── Supplied entries
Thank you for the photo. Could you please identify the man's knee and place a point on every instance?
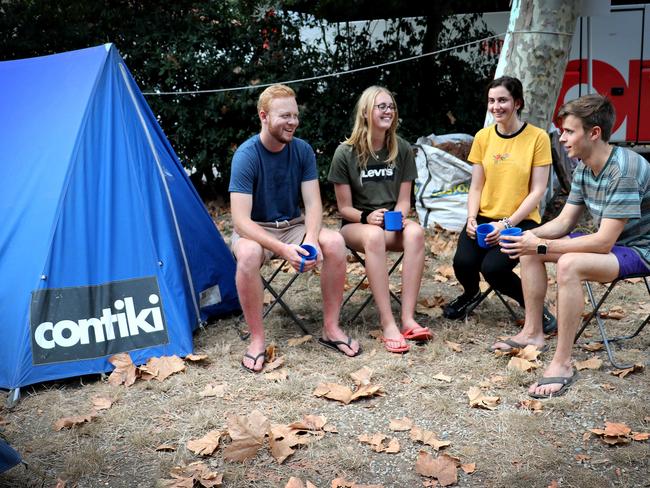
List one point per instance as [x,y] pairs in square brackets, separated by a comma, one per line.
[414,236]
[249,255]
[374,239]
[332,244]
[567,268]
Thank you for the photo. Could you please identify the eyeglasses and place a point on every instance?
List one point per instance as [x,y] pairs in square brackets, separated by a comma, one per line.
[385,107]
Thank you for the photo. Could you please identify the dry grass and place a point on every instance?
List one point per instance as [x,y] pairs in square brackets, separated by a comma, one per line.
[510,446]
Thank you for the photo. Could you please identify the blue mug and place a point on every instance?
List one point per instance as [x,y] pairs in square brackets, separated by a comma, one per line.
[313,254]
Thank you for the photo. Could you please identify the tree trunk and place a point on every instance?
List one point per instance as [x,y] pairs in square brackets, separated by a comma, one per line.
[536,50]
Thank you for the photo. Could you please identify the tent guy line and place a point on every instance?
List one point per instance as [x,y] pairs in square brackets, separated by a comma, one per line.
[330,75]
────
▸ **Required task**
Print all of the rows above word for word, omitting the picture.

▸ **Written answer**
Thank you for the photo. Could you please identify the man's knee and place a point on every instance?
List one point per instance as [x,y] pairs in square brackets, separated by a comma, one per line.
[414,236]
[249,255]
[374,239]
[332,244]
[567,268]
Thank you for the photo. Could you please identify the eyeglasses and place a point on every instance?
List one point per instance as [x,y] pairs in square brackets, separated by a comma, one per line.
[385,107]
Thank you for the photo. Could you please identify the dry grass and place a point on every instance?
List one point per instance as [x,y] pairs in square brackets, separated by a comma, one per line.
[510,446]
Thank you for the photo. Could you please identify the blue mug and place a point on every instance?
List one point per instance as [x,y] pairs in square brackets, separated by a comma, one per line.
[313,254]
Thank you for the photo. Could you please identify the tree trunk and place a point on every instance?
List one point per instance as [x,y] pairs in square brackets, separated by a comma, one per line.
[536,50]
Thank you for the photo. Could you please identify the tent guy line and place a point on every instance?
List one point per instance as [x,y] pairs in square brackets, separated by a comma, one per line.
[330,75]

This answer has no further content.